◆ Task to carry out ◆
Exactly the lines from the one containing "Expected: one point per instance of the dune" through the final line of the listing are to be retyped, and nothing more.

--- start of Supplied records ---

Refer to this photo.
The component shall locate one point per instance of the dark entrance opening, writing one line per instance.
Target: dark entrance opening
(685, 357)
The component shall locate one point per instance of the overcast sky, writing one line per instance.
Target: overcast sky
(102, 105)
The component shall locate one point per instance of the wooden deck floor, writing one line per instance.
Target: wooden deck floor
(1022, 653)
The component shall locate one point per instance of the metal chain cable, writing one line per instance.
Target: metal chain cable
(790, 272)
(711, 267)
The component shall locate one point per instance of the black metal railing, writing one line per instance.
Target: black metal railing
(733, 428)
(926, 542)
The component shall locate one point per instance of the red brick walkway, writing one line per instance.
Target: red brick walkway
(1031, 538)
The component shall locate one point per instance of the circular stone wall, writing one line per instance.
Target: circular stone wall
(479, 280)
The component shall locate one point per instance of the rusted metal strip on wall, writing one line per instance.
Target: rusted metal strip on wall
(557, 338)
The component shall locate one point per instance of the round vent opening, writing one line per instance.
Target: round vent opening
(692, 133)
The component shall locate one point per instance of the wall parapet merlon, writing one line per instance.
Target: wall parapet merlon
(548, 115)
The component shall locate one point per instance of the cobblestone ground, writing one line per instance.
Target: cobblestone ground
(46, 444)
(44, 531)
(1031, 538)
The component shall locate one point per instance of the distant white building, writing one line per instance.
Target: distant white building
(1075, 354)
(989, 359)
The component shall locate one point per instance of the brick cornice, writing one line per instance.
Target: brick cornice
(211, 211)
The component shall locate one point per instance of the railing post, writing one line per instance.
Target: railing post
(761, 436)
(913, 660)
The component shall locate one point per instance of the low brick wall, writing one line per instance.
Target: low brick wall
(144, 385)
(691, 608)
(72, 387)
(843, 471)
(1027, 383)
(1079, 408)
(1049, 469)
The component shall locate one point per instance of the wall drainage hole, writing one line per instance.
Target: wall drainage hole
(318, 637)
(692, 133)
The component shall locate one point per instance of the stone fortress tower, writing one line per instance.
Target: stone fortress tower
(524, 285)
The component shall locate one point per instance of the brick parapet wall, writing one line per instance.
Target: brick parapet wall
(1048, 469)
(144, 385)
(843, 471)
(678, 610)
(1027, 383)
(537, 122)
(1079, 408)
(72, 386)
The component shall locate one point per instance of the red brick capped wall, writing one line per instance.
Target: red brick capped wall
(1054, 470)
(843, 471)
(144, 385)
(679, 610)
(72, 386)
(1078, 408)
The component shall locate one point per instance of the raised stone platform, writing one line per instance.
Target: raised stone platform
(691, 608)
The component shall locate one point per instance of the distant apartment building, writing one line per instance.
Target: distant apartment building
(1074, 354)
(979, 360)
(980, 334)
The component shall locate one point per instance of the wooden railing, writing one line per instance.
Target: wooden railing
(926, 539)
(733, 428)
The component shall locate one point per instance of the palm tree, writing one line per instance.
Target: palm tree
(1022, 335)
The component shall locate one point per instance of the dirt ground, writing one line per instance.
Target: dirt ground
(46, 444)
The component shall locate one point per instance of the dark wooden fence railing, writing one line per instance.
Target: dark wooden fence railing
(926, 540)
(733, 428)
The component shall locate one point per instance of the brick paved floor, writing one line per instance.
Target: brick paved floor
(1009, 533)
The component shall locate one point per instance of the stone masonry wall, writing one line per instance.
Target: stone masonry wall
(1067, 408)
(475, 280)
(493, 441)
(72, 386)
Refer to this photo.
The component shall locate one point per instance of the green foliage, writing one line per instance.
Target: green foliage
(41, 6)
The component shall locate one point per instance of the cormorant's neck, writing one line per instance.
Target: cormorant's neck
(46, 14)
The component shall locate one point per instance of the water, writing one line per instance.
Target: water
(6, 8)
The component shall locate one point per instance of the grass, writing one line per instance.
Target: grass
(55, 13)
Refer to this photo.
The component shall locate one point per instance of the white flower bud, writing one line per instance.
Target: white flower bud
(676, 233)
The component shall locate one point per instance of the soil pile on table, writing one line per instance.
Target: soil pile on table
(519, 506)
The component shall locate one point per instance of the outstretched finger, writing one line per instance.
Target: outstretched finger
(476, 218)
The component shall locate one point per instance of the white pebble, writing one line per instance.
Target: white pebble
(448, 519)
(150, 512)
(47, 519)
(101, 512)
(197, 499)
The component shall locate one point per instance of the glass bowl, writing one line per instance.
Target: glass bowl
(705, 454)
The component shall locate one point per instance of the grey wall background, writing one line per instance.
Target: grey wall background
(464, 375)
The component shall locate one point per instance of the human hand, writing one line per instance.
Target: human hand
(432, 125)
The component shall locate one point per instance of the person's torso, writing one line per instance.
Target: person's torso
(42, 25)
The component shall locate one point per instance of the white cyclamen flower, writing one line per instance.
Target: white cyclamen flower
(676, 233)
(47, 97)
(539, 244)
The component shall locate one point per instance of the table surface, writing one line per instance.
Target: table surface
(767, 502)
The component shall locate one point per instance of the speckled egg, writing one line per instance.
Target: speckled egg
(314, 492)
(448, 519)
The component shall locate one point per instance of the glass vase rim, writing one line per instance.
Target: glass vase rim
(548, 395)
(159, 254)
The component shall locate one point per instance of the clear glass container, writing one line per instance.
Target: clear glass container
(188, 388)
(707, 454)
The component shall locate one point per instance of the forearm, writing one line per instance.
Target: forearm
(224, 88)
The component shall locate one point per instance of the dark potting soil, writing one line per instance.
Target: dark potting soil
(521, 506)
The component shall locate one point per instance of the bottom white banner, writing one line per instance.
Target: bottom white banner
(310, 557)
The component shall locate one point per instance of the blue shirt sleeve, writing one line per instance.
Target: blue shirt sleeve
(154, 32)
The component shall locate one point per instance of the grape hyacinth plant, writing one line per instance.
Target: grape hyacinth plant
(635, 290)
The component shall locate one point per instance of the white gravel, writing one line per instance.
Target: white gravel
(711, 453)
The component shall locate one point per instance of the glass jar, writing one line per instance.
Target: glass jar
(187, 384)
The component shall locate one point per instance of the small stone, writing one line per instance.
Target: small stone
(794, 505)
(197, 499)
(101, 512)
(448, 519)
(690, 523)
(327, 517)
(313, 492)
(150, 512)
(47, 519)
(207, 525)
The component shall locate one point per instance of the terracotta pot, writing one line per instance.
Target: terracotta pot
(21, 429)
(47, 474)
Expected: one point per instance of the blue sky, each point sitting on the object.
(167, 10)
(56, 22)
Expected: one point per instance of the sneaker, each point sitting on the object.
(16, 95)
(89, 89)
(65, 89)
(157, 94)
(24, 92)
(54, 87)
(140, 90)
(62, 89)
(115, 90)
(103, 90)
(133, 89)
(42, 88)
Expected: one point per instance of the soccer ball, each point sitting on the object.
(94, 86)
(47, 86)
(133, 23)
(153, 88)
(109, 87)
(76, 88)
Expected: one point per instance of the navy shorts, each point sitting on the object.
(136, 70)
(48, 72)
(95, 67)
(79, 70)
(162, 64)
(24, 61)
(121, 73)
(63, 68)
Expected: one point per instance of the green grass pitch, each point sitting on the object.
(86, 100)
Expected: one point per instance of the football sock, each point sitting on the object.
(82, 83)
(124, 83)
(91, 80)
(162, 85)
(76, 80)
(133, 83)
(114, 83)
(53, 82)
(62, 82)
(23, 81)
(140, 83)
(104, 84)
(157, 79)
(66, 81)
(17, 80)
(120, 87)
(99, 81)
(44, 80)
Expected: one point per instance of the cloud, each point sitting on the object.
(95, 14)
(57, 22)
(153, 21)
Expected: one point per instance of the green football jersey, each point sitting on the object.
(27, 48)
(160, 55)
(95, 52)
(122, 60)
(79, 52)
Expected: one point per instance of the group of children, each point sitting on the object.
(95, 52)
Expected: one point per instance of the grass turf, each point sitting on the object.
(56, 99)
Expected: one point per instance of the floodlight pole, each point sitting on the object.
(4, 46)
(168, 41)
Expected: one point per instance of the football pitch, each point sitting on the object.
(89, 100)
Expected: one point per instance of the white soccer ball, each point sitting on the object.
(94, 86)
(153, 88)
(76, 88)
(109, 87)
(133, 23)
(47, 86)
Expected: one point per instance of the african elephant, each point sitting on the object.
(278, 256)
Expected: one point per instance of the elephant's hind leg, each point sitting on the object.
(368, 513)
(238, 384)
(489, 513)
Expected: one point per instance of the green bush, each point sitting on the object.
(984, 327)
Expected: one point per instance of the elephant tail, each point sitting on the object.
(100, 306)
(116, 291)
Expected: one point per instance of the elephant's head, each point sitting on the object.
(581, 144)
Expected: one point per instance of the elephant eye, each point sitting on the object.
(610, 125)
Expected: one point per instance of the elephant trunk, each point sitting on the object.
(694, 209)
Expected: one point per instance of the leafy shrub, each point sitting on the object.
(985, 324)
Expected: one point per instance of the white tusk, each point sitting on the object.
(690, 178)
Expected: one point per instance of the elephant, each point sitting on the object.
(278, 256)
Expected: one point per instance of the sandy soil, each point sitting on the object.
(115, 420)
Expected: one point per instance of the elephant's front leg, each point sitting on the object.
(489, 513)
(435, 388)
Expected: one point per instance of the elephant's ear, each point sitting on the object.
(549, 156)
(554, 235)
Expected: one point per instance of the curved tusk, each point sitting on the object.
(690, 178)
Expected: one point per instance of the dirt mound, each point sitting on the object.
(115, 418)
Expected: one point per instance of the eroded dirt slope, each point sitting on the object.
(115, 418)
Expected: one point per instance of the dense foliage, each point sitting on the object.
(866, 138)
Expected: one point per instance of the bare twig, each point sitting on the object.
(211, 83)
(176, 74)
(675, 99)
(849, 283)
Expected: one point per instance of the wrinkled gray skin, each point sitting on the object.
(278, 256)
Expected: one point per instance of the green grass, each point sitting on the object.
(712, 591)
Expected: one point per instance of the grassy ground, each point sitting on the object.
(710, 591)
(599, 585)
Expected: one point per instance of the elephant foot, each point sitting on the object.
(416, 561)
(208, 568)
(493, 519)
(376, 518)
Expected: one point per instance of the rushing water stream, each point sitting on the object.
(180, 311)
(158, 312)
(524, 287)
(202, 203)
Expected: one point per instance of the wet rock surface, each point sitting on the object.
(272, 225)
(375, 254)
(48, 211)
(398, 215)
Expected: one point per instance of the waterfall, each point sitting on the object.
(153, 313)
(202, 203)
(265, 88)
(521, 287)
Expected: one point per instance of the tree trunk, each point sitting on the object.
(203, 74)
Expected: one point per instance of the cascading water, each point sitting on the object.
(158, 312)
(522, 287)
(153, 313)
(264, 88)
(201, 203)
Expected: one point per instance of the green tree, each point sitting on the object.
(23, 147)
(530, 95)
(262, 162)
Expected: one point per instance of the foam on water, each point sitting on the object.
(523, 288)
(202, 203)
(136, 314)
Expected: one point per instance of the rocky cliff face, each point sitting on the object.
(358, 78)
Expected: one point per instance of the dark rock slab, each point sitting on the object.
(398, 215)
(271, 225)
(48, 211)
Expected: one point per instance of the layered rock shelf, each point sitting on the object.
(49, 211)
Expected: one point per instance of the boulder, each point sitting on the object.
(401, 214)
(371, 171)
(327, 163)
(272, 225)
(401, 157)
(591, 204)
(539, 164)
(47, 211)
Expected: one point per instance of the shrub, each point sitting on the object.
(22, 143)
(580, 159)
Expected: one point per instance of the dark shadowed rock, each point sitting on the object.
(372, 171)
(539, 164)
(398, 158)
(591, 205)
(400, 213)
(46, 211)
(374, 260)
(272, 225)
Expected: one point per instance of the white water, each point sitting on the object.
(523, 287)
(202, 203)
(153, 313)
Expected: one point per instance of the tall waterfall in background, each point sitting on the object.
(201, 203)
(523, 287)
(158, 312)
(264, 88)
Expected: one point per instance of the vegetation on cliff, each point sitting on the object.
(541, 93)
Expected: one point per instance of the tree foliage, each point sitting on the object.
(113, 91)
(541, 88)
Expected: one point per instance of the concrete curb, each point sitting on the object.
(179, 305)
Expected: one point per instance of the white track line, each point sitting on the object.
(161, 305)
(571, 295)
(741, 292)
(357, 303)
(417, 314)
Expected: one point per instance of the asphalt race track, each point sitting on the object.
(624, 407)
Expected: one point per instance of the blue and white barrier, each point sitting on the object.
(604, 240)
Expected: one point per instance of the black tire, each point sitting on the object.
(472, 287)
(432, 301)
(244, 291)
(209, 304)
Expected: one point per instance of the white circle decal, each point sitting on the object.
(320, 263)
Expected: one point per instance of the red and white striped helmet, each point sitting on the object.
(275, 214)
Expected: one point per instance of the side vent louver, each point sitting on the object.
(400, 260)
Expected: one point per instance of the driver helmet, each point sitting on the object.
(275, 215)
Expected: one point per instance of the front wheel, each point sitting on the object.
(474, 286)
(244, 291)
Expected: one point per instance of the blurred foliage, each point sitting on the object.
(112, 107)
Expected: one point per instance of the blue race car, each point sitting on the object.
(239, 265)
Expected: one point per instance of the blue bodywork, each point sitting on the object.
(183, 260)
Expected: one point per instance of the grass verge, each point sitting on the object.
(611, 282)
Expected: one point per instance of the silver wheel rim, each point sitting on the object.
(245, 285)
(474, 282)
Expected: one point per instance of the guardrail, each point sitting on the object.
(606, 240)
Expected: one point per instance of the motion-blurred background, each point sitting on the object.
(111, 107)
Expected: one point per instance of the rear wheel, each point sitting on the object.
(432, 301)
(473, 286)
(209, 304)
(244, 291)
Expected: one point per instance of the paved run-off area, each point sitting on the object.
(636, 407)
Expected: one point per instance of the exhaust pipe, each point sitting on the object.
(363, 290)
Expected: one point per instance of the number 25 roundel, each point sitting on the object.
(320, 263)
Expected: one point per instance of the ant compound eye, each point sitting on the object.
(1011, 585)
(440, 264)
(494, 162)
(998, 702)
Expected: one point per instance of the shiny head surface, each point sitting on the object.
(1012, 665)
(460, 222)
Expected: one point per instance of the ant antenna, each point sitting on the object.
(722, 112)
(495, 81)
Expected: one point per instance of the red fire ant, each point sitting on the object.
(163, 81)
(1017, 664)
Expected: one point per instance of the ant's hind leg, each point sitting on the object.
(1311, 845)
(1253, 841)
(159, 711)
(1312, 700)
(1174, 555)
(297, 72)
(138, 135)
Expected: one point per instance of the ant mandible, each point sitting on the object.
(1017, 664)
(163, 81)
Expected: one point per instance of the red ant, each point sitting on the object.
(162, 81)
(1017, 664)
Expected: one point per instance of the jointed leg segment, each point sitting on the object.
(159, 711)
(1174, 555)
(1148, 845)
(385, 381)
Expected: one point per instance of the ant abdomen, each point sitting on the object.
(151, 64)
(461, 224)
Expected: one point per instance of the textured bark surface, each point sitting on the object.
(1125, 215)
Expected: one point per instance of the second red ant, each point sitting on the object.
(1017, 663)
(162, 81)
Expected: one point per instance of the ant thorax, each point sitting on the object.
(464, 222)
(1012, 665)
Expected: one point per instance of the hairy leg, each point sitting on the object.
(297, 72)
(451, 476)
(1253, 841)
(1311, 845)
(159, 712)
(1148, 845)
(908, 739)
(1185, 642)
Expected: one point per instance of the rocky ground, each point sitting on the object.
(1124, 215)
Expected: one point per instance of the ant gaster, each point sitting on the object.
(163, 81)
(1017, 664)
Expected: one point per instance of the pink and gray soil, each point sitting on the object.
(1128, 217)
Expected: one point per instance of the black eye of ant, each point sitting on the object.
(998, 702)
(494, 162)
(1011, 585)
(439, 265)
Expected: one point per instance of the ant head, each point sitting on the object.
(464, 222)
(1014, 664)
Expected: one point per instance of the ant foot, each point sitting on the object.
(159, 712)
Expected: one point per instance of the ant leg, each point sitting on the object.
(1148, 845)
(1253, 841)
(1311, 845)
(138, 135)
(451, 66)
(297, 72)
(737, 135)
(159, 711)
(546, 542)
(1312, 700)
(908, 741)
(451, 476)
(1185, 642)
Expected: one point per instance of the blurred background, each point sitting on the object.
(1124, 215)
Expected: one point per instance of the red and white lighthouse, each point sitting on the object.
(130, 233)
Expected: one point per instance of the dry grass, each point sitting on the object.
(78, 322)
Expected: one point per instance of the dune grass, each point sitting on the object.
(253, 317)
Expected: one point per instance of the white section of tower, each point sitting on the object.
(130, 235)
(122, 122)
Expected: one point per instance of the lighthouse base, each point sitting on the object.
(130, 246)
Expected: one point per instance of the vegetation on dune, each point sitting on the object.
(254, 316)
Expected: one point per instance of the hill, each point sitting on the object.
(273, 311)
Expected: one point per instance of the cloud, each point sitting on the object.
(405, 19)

--- end of Supplied records ---

◆ Solution to the problem ◆
Expected: one point per instance of the dune grass, each point sitting on the object.
(253, 317)
Expected: one point per instance of the white section of tower, each point sitting on the object.
(130, 235)
(122, 122)
Expected: one point per instance of the lighthouse base, each point sitting on the object.
(130, 246)
Expected: one point per instance of the vegetation on dune, each point sitting on the object.
(254, 316)
Expected: one point per instance of the hill, each point sitting on the object.
(273, 311)
Expected: one point per instance of the cloud, each point sitting on the object.
(405, 19)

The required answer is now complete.